The exercise | Copy out all of the lines below word for word, leaving out the pictures.

* * *

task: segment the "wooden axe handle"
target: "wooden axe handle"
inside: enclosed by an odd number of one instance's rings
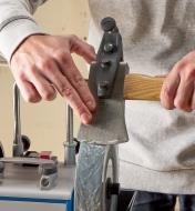
[[[124,80],[124,99],[158,101],[164,79],[164,77],[126,74]]]

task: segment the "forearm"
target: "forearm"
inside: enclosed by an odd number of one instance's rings
[[[43,2],[45,0],[0,0],[0,52],[8,62],[22,40],[42,32],[32,14]]]

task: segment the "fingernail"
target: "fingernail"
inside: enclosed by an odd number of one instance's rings
[[[89,124],[90,121],[91,121],[91,117],[90,117],[88,113],[83,113],[83,114],[81,115],[81,120],[82,120],[82,122],[83,122],[84,124]]]
[[[93,101],[88,101],[86,105],[90,110],[94,110],[95,109],[95,103]]]

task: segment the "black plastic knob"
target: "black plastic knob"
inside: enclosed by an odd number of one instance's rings
[[[106,17],[101,21],[101,27],[104,32],[109,32],[116,28],[116,22],[113,18]]]

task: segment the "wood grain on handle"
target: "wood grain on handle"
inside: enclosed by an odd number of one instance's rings
[[[164,77],[127,74],[124,81],[124,99],[158,101],[164,79]]]

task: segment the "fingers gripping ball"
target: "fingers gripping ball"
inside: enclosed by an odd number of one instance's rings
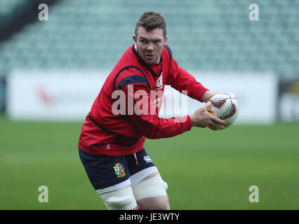
[[[239,101],[232,93],[223,92],[216,94],[211,97],[211,109],[208,110],[213,115],[226,121],[226,126],[232,125],[239,115]]]

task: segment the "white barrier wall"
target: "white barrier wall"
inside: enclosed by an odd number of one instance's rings
[[[274,76],[192,74],[211,91],[230,92],[237,97],[240,112],[236,122],[268,124],[275,120],[278,83]],[[100,71],[15,71],[8,78],[8,115],[14,120],[84,120],[108,74]],[[204,105],[184,98],[168,86],[164,92],[161,117],[191,114]],[[174,104],[169,109],[164,104],[171,98]]]

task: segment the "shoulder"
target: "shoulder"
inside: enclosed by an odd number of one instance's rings
[[[171,62],[171,59],[173,58],[173,53],[172,53],[171,48],[169,47],[168,44],[164,46],[164,47],[163,48],[163,51],[164,54],[166,54],[168,55],[169,61]]]
[[[130,84],[147,85],[150,89],[150,83],[143,71],[133,65],[125,66],[119,71],[114,80],[114,88],[115,90],[119,90]]]

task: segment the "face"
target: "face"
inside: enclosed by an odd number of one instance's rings
[[[154,64],[158,61],[167,38],[167,36],[164,38],[161,28],[147,31],[140,27],[137,31],[137,36],[133,36],[139,55],[147,64]]]

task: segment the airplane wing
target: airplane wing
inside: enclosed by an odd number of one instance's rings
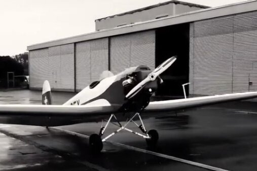
[[[257,92],[150,102],[143,113],[170,111],[257,97]],[[0,105],[0,123],[53,126],[100,121],[120,106]]]
[[[0,123],[55,126],[101,121],[120,105],[0,105]]]
[[[152,102],[144,109],[144,112],[177,110],[256,97],[257,92],[253,92]]]

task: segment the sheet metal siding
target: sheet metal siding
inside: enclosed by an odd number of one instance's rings
[[[257,12],[236,15],[234,20],[233,92],[256,91]]]
[[[74,45],[30,51],[30,87],[42,88],[48,80],[51,89],[74,90]]]
[[[191,94],[257,90],[256,23],[252,12],[191,24]]]
[[[110,41],[111,71],[114,74],[141,64],[154,69],[155,30],[112,37]]]
[[[49,73],[48,48],[29,51],[29,87],[41,88]]]
[[[79,91],[98,80],[108,70],[108,38],[83,41],[76,46],[76,89]]]
[[[194,52],[195,52],[194,50],[194,48],[195,47],[194,46],[194,36],[195,36],[195,29],[194,29],[194,23],[191,23],[190,25],[190,29],[189,29],[189,35],[190,35],[190,39],[189,39],[189,82],[191,83],[189,84],[189,94],[193,94],[194,93],[194,63],[193,60],[193,58],[194,56]]]

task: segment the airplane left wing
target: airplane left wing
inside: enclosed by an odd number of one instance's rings
[[[0,105],[0,123],[54,126],[100,121],[120,106]]]
[[[253,92],[152,102],[144,112],[174,111],[256,97],[257,92]]]

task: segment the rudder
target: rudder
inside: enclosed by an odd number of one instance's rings
[[[53,102],[52,93],[51,93],[51,87],[49,82],[46,80],[44,82],[42,90],[42,104],[51,105]]]

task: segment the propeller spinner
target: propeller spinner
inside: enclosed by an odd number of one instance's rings
[[[150,81],[154,81],[157,77],[168,69],[176,59],[176,57],[173,56],[163,62],[161,65],[158,66],[157,68],[155,68],[153,72],[148,74],[148,76],[142,81],[135,86],[127,95],[126,95],[126,98],[129,99],[134,97],[147,83]]]

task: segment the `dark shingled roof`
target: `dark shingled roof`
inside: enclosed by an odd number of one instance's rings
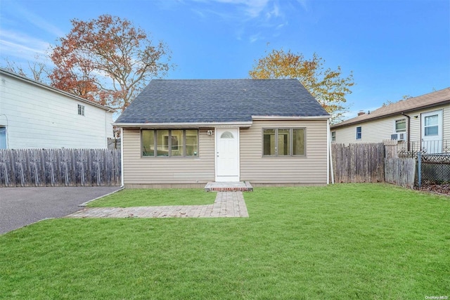
[[[297,79],[154,79],[116,123],[251,122],[328,114]]]

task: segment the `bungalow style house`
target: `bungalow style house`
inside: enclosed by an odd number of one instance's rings
[[[450,152],[450,88],[358,115],[331,126],[333,143],[397,140],[409,152]]]
[[[113,112],[0,69],[0,149],[106,148]]]
[[[122,185],[325,185],[329,119],[297,79],[152,80],[115,123]]]

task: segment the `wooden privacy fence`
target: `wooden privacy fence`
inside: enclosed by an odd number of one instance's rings
[[[331,145],[336,183],[385,181],[382,143]]]
[[[118,149],[0,150],[0,186],[120,185]]]
[[[416,178],[416,159],[385,159],[385,180],[404,188],[413,188]]]

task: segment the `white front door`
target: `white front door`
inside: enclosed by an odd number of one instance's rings
[[[216,181],[239,181],[239,129],[216,129]]]
[[[422,150],[427,153],[442,152],[442,111],[422,114]]]

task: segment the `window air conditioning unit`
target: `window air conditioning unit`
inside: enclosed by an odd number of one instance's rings
[[[406,139],[406,133],[402,132],[401,133],[391,134],[391,140],[405,141]]]

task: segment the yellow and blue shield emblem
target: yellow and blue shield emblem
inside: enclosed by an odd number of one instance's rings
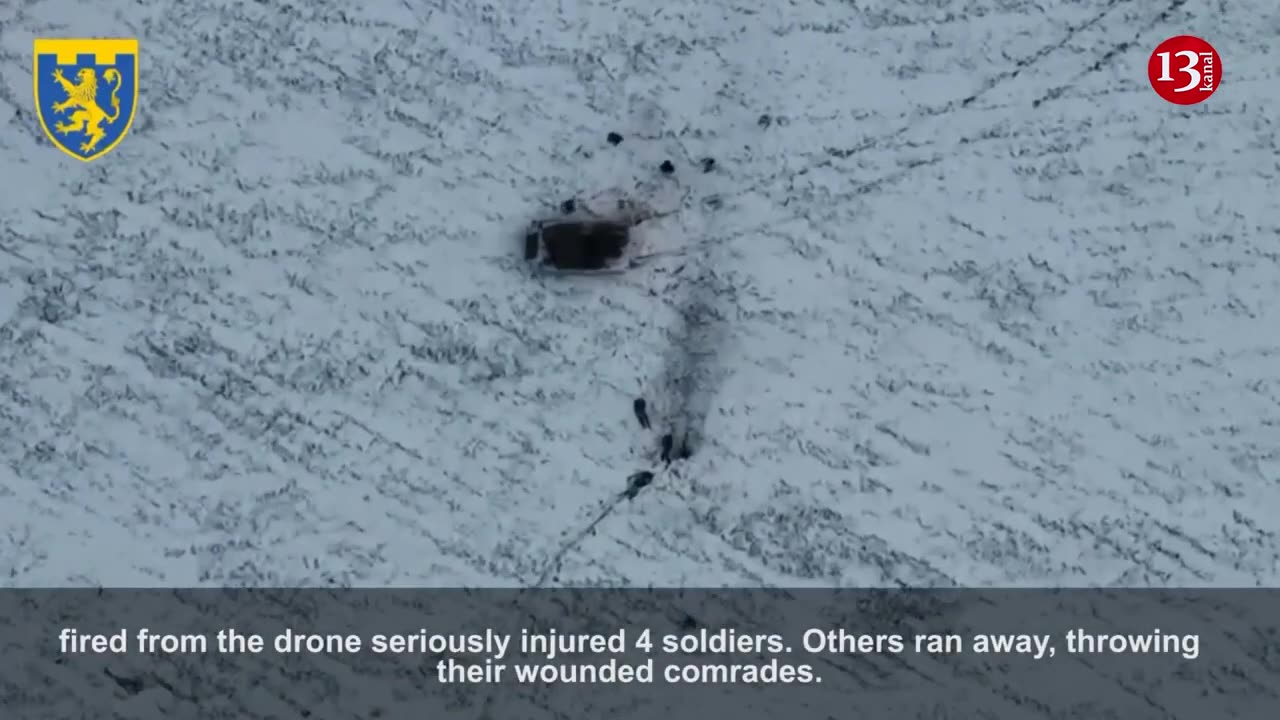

* * *

Answer to this exercise |
task: segment the "wooden axe handle"
target: "wooden axe handle"
inside: enclosed by an odd number of one instance's rings
[[[124,80],[124,99],[158,101],[164,79],[164,77],[126,74]]]

task: segment the "forearm"
target: "forearm"
inside: enclosed by an odd number of one instance's rings
[[[43,2],[45,0],[0,0],[0,52],[8,62],[22,40],[42,32],[32,14]]]

task: segment the "fingernail"
target: "fingernail"
inside: enclosed by an odd number of one instance's rings
[[[89,124],[90,121],[91,121],[91,117],[90,117],[88,113],[83,113],[83,114],[81,115],[81,120],[82,120],[82,122],[83,122],[84,124]]]
[[[93,101],[88,101],[86,105],[90,110],[94,110],[95,109],[95,103]]]

task: segment the "black plastic knob"
target: "black plastic knob"
inside: enclosed by an odd number of one instance's rings
[[[106,17],[101,21],[101,27],[104,32],[109,32],[116,28],[116,22],[113,18]]]

task: segment the "wood grain on handle"
target: "wood grain on handle"
inside: enclosed by an odd number of one instance's rings
[[[164,77],[127,74],[124,81],[124,99],[158,101],[164,79]]]

task: segment the "fingers gripping ball"
target: "fingers gripping ball"
inside: enclosed by an odd number of one instance's rings
[[[239,101],[232,93],[223,92],[216,94],[211,97],[211,109],[208,110],[213,115],[226,121],[226,126],[232,125],[239,115]]]

task: segment the "white barrier wall"
target: "white barrier wall"
inside: enclosed by an odd number of one instance's rings
[[[274,76],[192,74],[211,91],[230,92],[237,97],[240,112],[236,122],[268,124],[275,120],[278,83]],[[100,71],[15,71],[8,78],[8,115],[14,120],[84,120],[108,74]],[[204,105],[184,98],[168,86],[164,92],[161,117],[191,114]],[[174,104],[169,109],[164,104],[171,98]]]

task: segment the "shoulder"
target: "shoulder"
inside: enclosed by an odd number of one instance's rings
[[[171,62],[171,59],[173,58],[173,53],[172,53],[171,48],[169,47],[168,44],[164,46],[164,47],[163,48],[163,51],[164,54],[166,54],[168,55],[169,61]]]
[[[130,84],[147,85],[150,89],[150,83],[143,71],[133,65],[125,66],[119,71],[114,80],[114,88],[115,90],[119,90]]]

task: segment the "face"
target: "face"
inside: enclosed by an odd number of one instance's rings
[[[154,64],[158,61],[167,38],[167,36],[164,38],[161,28],[147,31],[140,27],[137,31],[137,36],[133,36],[139,55],[147,64]]]

task: segment the airplane wing
target: airplane wing
inside: enclosed by an odd number of one instance's rings
[[[257,92],[150,102],[143,113],[170,111],[257,97]],[[0,105],[0,123],[53,126],[100,121],[120,106]]]
[[[0,123],[55,126],[101,121],[120,105],[0,105]]]
[[[152,102],[144,109],[144,112],[177,110],[256,97],[257,92],[253,92]]]

task: segment the sheet metal siding
target: sheet metal siding
inside: enclosed by an odd number of one instance's rings
[[[257,12],[236,15],[234,20],[233,92],[256,91]]]
[[[74,45],[30,51],[30,87],[42,88],[48,80],[51,89],[74,90]]]
[[[191,94],[257,90],[256,23],[252,12],[191,24]]]
[[[110,41],[111,71],[114,74],[141,64],[154,69],[155,30],[112,37]]]
[[[49,73],[48,48],[29,51],[29,87],[41,88]]]
[[[79,91],[98,80],[108,70],[108,38],[83,41],[76,46],[76,89]]]
[[[194,52],[195,52],[194,50],[194,48],[195,47],[194,46],[194,36],[195,36],[195,29],[194,29],[194,23],[191,23],[190,25],[190,29],[189,29],[189,35],[190,35],[190,39],[189,39],[189,82],[191,83],[189,84],[189,94],[193,94],[194,93],[194,63],[193,60],[193,58],[194,56]]]

task: segment the airplane left wing
target: airplane left wing
inside: enclosed by an odd number of one instance's rings
[[[0,105],[0,123],[54,126],[100,121],[120,106]]]
[[[253,92],[152,102],[144,112],[174,111],[256,97],[257,92]]]

task: segment the rudder
target: rudder
inside: enclosed by an odd number of one instance's rings
[[[53,102],[52,93],[51,93],[51,87],[49,82],[46,80],[44,82],[42,90],[42,104],[51,105]]]

task: segment the propeller spinner
target: propeller spinner
inside: enclosed by an odd number of one instance's rings
[[[150,81],[154,81],[157,77],[168,69],[176,59],[176,57],[173,56],[163,62],[161,65],[158,66],[157,68],[155,68],[153,72],[148,74],[148,76],[142,81],[135,86],[127,95],[126,95],[126,98],[129,99],[134,97],[147,83]]]

task: segment the `dark shingled roof`
target: `dark shingled roof`
inside: enclosed by an odd number of one instance's rings
[[[297,79],[154,79],[116,123],[251,122],[328,114]]]

task: segment the `bungalow style house`
target: `bungalow style house`
inside: enclosed by an odd number of one instance's rings
[[[450,152],[450,88],[358,115],[331,126],[333,143],[397,140],[409,152]]]
[[[113,112],[0,69],[0,149],[106,148]]]
[[[122,185],[325,185],[329,119],[297,79],[152,80],[115,123]]]

task: segment the `wooden privacy fence`
target: `wooden privacy fence`
inside: enclosed by an odd number of one instance's rings
[[[331,145],[336,183],[385,181],[382,143]]]
[[[118,149],[0,150],[0,186],[120,185]]]
[[[416,178],[416,159],[385,159],[385,180],[404,188],[413,188]]]

task: segment the `white front door`
target: `white front door`
inside: enclosed by an odd number of one instance's rings
[[[216,181],[239,181],[239,129],[216,129]]]
[[[422,150],[427,153],[442,152],[442,111],[422,114]]]

task: segment the `window air conditioning unit`
target: `window air conditioning unit`
inside: enclosed by an odd number of one instance's rings
[[[406,139],[406,133],[402,132],[401,133],[391,134],[391,140],[405,141]]]

task: segment the yellow and blue shield emblem
target: yellow and blue shield emblem
inside: enclosed by an odd number of one instance's rings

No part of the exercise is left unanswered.